Collected data -
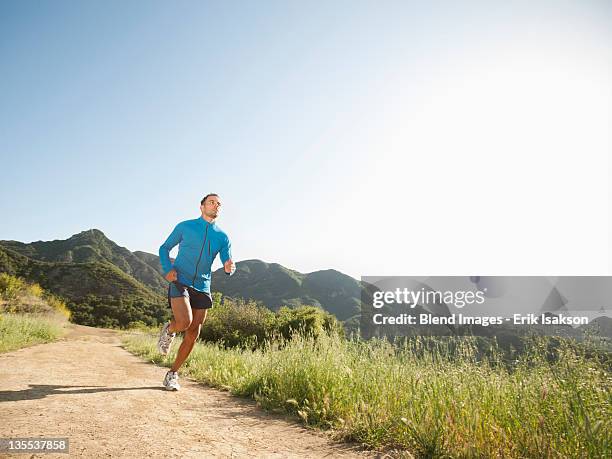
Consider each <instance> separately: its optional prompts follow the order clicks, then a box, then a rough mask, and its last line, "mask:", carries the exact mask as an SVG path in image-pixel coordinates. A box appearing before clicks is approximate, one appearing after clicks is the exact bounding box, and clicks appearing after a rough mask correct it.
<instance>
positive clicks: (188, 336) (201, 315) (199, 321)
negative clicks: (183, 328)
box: [170, 308, 208, 371]
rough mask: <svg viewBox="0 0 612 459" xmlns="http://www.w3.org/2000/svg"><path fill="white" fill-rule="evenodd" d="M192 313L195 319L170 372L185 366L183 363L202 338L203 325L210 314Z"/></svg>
mask: <svg viewBox="0 0 612 459" xmlns="http://www.w3.org/2000/svg"><path fill="white" fill-rule="evenodd" d="M173 309H174V308H173ZM192 311H193V312H192V316H193V319H192V321H191V325H189V328H187V330H185V336H183V342H182V343H181V346H180V347H179V350H178V352H177V353H176V359H175V360H174V364H173V365H172V368H171V369H170V371H178V369H179V368H180V367H181V365H183V362H185V360H186V359H187V357H189V354H190V353H191V351H192V349H193V346H194V345H195V342H196V340H197V339H198V336H200V330H201V329H202V324H203V323H204V321H205V320H206V313H207V312H208V309H192Z"/></svg>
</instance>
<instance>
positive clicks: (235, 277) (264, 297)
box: [212, 260, 361, 320]
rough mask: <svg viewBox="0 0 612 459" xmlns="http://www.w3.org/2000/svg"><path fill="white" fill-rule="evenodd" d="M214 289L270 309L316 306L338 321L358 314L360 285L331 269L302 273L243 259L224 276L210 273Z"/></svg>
mask: <svg viewBox="0 0 612 459" xmlns="http://www.w3.org/2000/svg"><path fill="white" fill-rule="evenodd" d="M212 285H213V288H214V290H216V291H218V292H221V293H222V294H223V295H227V296H231V297H241V298H251V299H254V300H257V301H261V302H262V303H263V304H265V305H266V306H268V307H269V308H270V309H273V310H278V309H279V308H280V307H281V306H283V305H287V306H297V305H299V304H307V305H313V306H320V307H322V308H323V309H325V310H326V311H328V312H330V313H332V314H334V315H335V316H336V317H337V318H338V319H339V320H347V319H349V318H351V317H353V316H355V315H357V314H359V305H360V295H361V287H360V284H359V282H358V281H357V280H355V279H353V278H352V277H350V276H347V275H346V274H342V273H341V272H339V271H335V270H333V269H329V270H325V271H315V272H313V273H309V274H302V273H300V272H298V271H294V270H291V269H288V268H285V267H284V266H281V265H279V264H278V263H265V262H263V261H261V260H245V261H241V262H238V263H237V264H236V273H235V274H234V275H233V276H232V277H228V276H226V275H225V274H224V273H223V270H222V269H219V270H217V271H215V272H214V273H213V282H212Z"/></svg>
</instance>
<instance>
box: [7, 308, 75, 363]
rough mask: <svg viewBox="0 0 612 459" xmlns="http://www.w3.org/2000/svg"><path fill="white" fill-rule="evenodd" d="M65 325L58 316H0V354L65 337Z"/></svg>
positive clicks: (45, 315)
mask: <svg viewBox="0 0 612 459" xmlns="http://www.w3.org/2000/svg"><path fill="white" fill-rule="evenodd" d="M62 321H63V322H62ZM63 323H65V319H63V318H60V317H59V316H57V315H56V316H52V315H40V316H38V315H26V314H10V313H7V314H0V353H1V352H8V351H12V350H15V349H20V348H22V347H26V346H30V345H32V344H39V343H47V342H50V341H54V340H56V339H58V338H59V337H60V336H62V335H63V333H64V330H63Z"/></svg>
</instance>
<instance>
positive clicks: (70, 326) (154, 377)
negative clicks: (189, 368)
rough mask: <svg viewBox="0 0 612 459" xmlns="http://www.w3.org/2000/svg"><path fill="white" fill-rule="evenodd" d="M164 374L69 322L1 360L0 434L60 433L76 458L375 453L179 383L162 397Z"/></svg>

Your objective - Transcribe the entries above verbatim, excluding any image.

Exercise response -
Consider each <instance> separately: its optional prompts follow the order clicks, then a box, then a rough mask, and its last line, "mask:", carries the exact mask as an SVG path in image-pixel coordinates. A box appearing before clicks is approximate, one appearing after clicks is the exact bounding box, and clicks appearing after a rough mask correct it.
<instance>
positive clicks: (188, 336) (201, 315) (199, 321)
negative clicks: (183, 328)
box: [170, 308, 208, 371]
rough mask: <svg viewBox="0 0 612 459" xmlns="http://www.w3.org/2000/svg"><path fill="white" fill-rule="evenodd" d="M192 313L195 319L170 372L185 366L183 363L202 338L203 325L210 314Z"/></svg>
mask: <svg viewBox="0 0 612 459" xmlns="http://www.w3.org/2000/svg"><path fill="white" fill-rule="evenodd" d="M173 309H174V308H173ZM192 311H193V312H192V316H193V319H192V321H191V325H189V328H187V330H185V336H183V342H182V343H181V346H180V347H179V350H178V352H177V353H176V359H175V360H174V364H173V365H172V368H171V369H170V371H178V369H179V368H180V367H181V365H183V362H185V360H186V359H187V357H189V354H190V353H191V351H192V349H193V346H194V345H195V342H196V340H197V339H198V336H200V330H201V329H202V324H203V323H204V321H205V320H206V313H207V312H208V309H192Z"/></svg>
</instance>
<instance>
positive clicks: (235, 277) (264, 297)
box: [212, 260, 361, 320]
rough mask: <svg viewBox="0 0 612 459" xmlns="http://www.w3.org/2000/svg"><path fill="white" fill-rule="evenodd" d="M214 289L270 309L316 306L338 321L358 314L360 285L331 269L302 273L243 259L224 276L210 273Z"/></svg>
mask: <svg viewBox="0 0 612 459" xmlns="http://www.w3.org/2000/svg"><path fill="white" fill-rule="evenodd" d="M212 285H213V288H214V290H216V291H218V292H221V293H222V294H223V295H227V296H231V297H241V298H251V299H254V300H257V301H261V302H262V303H263V304H265V305H266V306H268V307H269V308H270V309H273V310H278V309H279V308H280V307H281V306H283V305H287V306H297V305H299V304H307V305H313V306H320V307H322V308H323V309H325V310H326V311H328V312H330V313H332V314H334V315H335V316H336V317H337V318H338V319H339V320H347V319H349V318H351V317H353V316H355V315H357V314H359V305H360V295H361V287H360V284H359V282H358V281H357V280H355V279H353V278H352V277H350V276H347V275H346V274H342V273H341V272H339V271H335V270H333V269H329V270H325V271H315V272H313V273H309V274H302V273H300V272H298V271H294V270H291V269H288V268H285V267H284V266H281V265H279V264H278V263H265V262H263V261H261V260H245V261H241V262H238V263H237V264H236V273H235V274H234V275H233V276H232V277H228V276H226V275H225V274H224V273H223V270H222V269H219V270H217V271H215V272H214V273H213V282H212Z"/></svg>
</instance>
<instance>
box: [7, 308, 75, 363]
rough mask: <svg viewBox="0 0 612 459" xmlns="http://www.w3.org/2000/svg"><path fill="white" fill-rule="evenodd" d="M65 325L58 316H0V354L65 337Z"/></svg>
positive clicks: (45, 315)
mask: <svg viewBox="0 0 612 459" xmlns="http://www.w3.org/2000/svg"><path fill="white" fill-rule="evenodd" d="M62 321H63V322H62ZM63 323H65V319H63V318H60V317H59V316H57V315H56V316H52V315H40V316H38V315H26V314H10V313H7V314H0V353H1V352H8V351H12V350H15V349H20V348H22V347H26V346H30V345H32V344H39V343H47V342H50V341H54V340H56V339H58V338H59V337H60V336H62V335H63V333H64V330H63Z"/></svg>
</instance>
<instance>
positive clicks: (70, 326) (154, 377)
negative clicks: (189, 368)
rough mask: <svg viewBox="0 0 612 459" xmlns="http://www.w3.org/2000/svg"><path fill="white" fill-rule="evenodd" d="M164 374L69 322L1 360L0 434L60 433L76 458L375 453L179 383L162 397Z"/></svg>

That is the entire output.